SELECTED PASSAGE ->
::::
Setting aside funds in case you need them later is one of the smartest things you can do with your money. An emergency fund can help during a catastrophe, which could be anything from a plumbing disaster to unemployment. In fact, when something unexpected happens, you can’t afford not to have an emergency fund.

We’ll discuss why you need an emergency fund, how to build one, and other information to help you prepare for an unexpected financial crisis.

Why you need an emergency fund

An emergency fund is money you set aside to use for unexpected expenses. It’s important to have money saved up so that you don’t have to borrow cash or use your credit card to cover an expense you hadn’t planned for. Surprisingly, 55 million Americans have nothing saved for such an expense and 40 percent don’t have enough saved to cover an expense of $400, according to a 2018 Federal Reserve report.

An emergency fund gives you the ability to cover routine expenses, have some money left over, and decrease your level of financial stress.

Emergency or “rainy day funds” are an important piece of the financial stability puzzle. Depending on your financial situation and goals, it may mean having enough to make it through a month and pay all the bills, with something set aside for a few unplanned expenses; the ability to simply save a certain amount each month; or being able to send your kids to college, take a vacation, and feel confident about your lifelong financial security.

The common thread is the ability to cover routine expenses and have some money left over, while decreasing your level of financial stress. Financial stress is linked to health problems, including depression, heart issues, anxiety, and lack of sleep. Relationships with family and friends can suffer when you are feeling the effects of financial stress.

How to build your emergency fund

Rome wasn’t built in a day, and your emergency fund won’t be, either. Start small and work your way up.

  • Always pay your essential bills first. Adding to your emergency fund is important. However, if you lose your home in an emergency, you’ll be stuck with no income, no residence, possibly no equity—and all of your old bills.

  • Reduce debt. The more you do to reduce debt, the more easily you will be able to save. You may be able to do some major belt-tightening to accelerate your debt payoff, but you should consider all of your debt relief options if you need help.
::::
RECORD EXCERPTS ->
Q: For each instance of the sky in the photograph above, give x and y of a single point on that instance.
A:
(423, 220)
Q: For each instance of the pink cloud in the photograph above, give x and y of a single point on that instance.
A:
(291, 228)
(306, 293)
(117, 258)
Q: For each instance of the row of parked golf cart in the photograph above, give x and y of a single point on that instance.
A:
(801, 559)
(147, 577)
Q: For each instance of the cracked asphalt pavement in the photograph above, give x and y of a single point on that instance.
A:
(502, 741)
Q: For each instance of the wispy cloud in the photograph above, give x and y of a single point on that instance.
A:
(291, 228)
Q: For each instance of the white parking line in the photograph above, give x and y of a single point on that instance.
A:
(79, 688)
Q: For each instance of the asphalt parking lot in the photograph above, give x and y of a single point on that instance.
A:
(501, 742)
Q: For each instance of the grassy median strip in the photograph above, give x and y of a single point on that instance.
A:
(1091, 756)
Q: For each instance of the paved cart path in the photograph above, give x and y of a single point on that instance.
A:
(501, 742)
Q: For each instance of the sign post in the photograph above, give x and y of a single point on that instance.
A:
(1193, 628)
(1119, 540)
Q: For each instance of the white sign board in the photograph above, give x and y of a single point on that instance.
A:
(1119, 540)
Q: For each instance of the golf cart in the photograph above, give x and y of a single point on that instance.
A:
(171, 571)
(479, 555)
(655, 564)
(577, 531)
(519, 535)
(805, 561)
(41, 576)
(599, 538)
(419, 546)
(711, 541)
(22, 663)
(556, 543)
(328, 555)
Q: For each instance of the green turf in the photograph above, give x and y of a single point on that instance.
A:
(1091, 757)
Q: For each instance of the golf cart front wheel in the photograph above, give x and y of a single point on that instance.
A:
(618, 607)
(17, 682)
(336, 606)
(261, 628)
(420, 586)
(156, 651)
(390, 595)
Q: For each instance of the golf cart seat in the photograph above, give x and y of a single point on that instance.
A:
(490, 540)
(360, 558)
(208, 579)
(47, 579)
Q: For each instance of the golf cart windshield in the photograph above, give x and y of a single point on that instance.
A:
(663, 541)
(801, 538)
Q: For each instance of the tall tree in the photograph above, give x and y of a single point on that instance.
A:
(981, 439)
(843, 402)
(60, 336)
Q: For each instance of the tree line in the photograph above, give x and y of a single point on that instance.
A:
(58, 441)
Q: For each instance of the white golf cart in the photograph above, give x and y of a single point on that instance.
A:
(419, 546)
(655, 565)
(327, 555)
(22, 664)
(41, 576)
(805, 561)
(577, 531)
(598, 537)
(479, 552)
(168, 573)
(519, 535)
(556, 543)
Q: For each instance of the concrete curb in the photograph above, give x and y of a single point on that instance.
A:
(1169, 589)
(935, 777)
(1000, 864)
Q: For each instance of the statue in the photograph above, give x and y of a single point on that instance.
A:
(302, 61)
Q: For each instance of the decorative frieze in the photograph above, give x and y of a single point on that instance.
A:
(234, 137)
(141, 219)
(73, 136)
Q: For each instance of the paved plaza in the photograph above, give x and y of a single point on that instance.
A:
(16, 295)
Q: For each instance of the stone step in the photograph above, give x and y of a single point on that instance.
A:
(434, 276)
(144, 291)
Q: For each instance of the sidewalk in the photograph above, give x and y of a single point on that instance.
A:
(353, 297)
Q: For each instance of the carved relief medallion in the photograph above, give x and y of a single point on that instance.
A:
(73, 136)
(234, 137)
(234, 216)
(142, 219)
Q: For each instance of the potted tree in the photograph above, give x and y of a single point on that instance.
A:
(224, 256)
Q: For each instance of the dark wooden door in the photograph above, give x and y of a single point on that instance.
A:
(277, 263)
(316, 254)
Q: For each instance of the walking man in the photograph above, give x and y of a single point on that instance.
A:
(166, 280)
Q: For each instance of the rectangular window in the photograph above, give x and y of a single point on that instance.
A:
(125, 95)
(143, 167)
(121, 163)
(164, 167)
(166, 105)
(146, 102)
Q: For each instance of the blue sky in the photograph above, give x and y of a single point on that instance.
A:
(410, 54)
::::
ACTIONS TO TAKE ->
- A) Please list every line of the records that contains the word "paved", matching its case exactly.
- B) Pick up the emergency fund piece after its last sentence and continue writing it.
The text and the records are unrelated to each other.

PER-TASK ANSWERS ->
- A)
Q: For each instance of the paved cart path in the photograph above, give x and y of a single point on that instance.
Q: For each instance of the paved plaza in the photograph above, give x and y of a single point on that instance.

- B)
  • Don’t neglect retirement savings. It’s smart to build an emergency fund before you contribute to retirement savings. However, if you work for an employer with a matching program, not participating is like giving money away.

  • Treat savings as a bill. Make your emergency fund part of your budget, and treat that monthly savings goal as a bill you must pay. If you can set aside $25 a week, you’ll save $100 by the end of the month and more than $1,000 each year.

  • Automate your savings. You will be less likely to miss money that you don’t see. Look into setting up an automatic transfer from your primary checking account to your emergency savings account each month.

  • Save your windfalls. It’s a good feeling to pay off a car loan, get a tax refund, or even see proceeds from a garage sale. Make a commitment that when one of these things happens, you’ll put the money in your emergency fund instead of spending it.

  • Find savings—at home, at work, at the store. With a little creativity, you can find many ways to trim your spending, such as skipping the coffee shop and being careful with online subscription services. Direct the savings you get to your emergency fund.

  • Generate extra income. Many people earn money for their emergency funds by selling unneeded items on online sites like eBay and Craigslist or at a yard sale. You also may be able to handle a part-time job.

How much should you save in your emergency fund?

Your emergency fund amount will depend on your unique situation. Conventional wisdom says that it is a good idea to save six to nine months of basic living expenses in this fund. If you have an unexpected event that affects your income, that level of savings helps to sustain you until you can get your feet on the ground again.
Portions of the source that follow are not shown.